■ EXTRACT PROVIDED
Blocking Collection shows Duplicate entries - c#

I first retrieve Total number of rows in my table (say 100) and then divide them into chunks (say 25). Then I create a task (taskFetch) which fetches rows from MyTable in chunks into DataTable (each containing 25 records) using Parallel.Foreach() method. There's another nested Parallel,Foreach() which uses Partitioner.Create() which retrieves data from each DataTable and Adds it into Blocking Collection (sourceCollection). For testing purpose I output the result on console and it was fine.
But, as I tried to retrieve data from sourceCollection I found duplicate entries. In real I have over 1500,000 records in table. I dont exactly think that duplicate entries are Add-ed but the way I'm Take-ing is something I'm a bit doubtful about.
Code
public async Task BulkMigrationAsync(string clearPVK, string EncZPK)
{
BlockingCollection<MigrationObject> sourceCollection = new BlockingCollection<MigrationObject>();
List<Task> tasksGeneratedPinBlock = new List<Task>();
int rangeFrom = 1;
int recordsInSet = 25;
int rangeTo = 25;
int setsCount = 0;
Dictionary<int, Tuple<int, int>> chunks = new Dictionary<int, Tuple<int, int>>();
SqlConnection conn = new SqlConnection(_Database.ConnectionString);
SqlCommand cmd = new SqlCommand("SELECT COUNT(*) FROM MyTable); // Suppose If retrieves 100 rows
// getting total records from MyTable
using (conn)
{
conn.Open();
setsCount = Convert.ToInt32(cmd.ExecuteScalar()) / recordsInSet ; // then setsCount will be 4
conn.Close();
}
for (int i = 0; i < setsCount; i++)
{
chunks.Add(i, new Tuple<int, int>(rangeFrom, rangeTo));
rangeFrom = rangeTo + 1;
rangeTo = rangeTo + recordsInSet;
}
// Each chunk would contain 100000 records to be preocessed later
// chunks => {0, (1, 25)}
// {1, (26, 50)} // a chunk, chunk.Value.Item1 = 26 and chunk.Value.Item2 = 50
// {2, (51, 75)}
// {3, (76, 100)}
// fetching results in dataTable from DB in chunks and ADDING to sourceCollection
Task taskFetch = Task.Factory.StartNew(() =>
{
Parallel.ForEach(chunks, (chunk) =>
{
DataTable dt = new DataTable();
SqlConnection localConn = new SqlConnection(_Database.ConnectionString);
string command = #"SELECT * FROM ( SELECT RELATIONSHIP_NUM, CUST_ID, CODE, BLOCK_NEW, ROW_NUMBER() over (
order by RELATIONSHIP_NUM, CUST_ID) as RowNum FROM MyTable) SUB
WHERE SUB.RowNum BETWEEN chunk.Value.Item1 AND chunk.Value.Item2";
SqlDataAdapter da = new SqlDataAdapter(command, localConn);
try
{
using (da)

■ CHALLENGES
a - Write out the part of the forum thread on duplicate entries in a blocking collection, starting with "Blocking Collection shows" and going on through "it was fine.".
b - Repeat the lines of the records, starting with the line with "Expected: for every instance of the building" and going on through the final line of the records.
The text above and the records that come next are unrelated material.

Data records

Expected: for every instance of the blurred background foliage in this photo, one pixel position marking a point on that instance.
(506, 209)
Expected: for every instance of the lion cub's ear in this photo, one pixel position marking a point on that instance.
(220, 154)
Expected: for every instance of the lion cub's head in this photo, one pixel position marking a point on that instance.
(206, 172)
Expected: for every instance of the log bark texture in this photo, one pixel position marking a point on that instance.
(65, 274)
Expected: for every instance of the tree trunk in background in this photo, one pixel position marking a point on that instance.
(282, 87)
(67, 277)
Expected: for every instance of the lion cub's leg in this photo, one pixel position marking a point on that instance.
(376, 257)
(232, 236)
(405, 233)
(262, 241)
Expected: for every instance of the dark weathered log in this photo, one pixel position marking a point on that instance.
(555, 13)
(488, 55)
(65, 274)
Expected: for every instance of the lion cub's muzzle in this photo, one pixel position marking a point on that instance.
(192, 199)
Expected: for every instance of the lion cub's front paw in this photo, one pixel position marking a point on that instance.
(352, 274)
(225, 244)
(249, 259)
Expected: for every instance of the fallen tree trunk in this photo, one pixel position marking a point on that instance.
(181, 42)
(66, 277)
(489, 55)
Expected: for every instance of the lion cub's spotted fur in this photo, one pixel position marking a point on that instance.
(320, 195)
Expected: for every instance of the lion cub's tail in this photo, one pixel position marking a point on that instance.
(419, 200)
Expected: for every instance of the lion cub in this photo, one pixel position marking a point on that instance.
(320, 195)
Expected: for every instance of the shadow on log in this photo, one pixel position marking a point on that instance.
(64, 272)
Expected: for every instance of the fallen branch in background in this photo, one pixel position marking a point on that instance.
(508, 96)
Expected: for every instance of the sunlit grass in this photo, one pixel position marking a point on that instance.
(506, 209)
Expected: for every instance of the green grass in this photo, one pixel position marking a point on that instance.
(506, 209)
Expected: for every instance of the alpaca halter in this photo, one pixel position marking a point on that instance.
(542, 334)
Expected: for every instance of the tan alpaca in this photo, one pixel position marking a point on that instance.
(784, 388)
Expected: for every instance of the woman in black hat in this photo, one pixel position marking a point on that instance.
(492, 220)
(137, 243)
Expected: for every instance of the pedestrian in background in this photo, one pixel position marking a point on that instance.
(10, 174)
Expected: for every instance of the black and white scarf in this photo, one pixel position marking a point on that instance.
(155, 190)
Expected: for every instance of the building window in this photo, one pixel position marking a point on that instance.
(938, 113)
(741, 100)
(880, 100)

■ PER-TASK OUTPUTS
a -
Blocking Collection shows Duplicate entries - c#

I first retrieve Total number of rows in my table (say 100) and then divide them into chunks (say 25). Then I create a task (taskFetch) which fetches rows from MyTable in chunks into DataTable (each containing 25 records) using Parallel.Foreach() method. There's another nested Parallel,Foreach() which uses Partitioner.Create() which retrieves data from each DataTable and Adds it into Blocking Collection (sourceCollection). For testing purpose I output the result on console and it was fine.

b -
Expected: for every instance of the building window in this photo, one pixel position marking a point on that instance.
(938, 113)
(741, 100)
(880, 100)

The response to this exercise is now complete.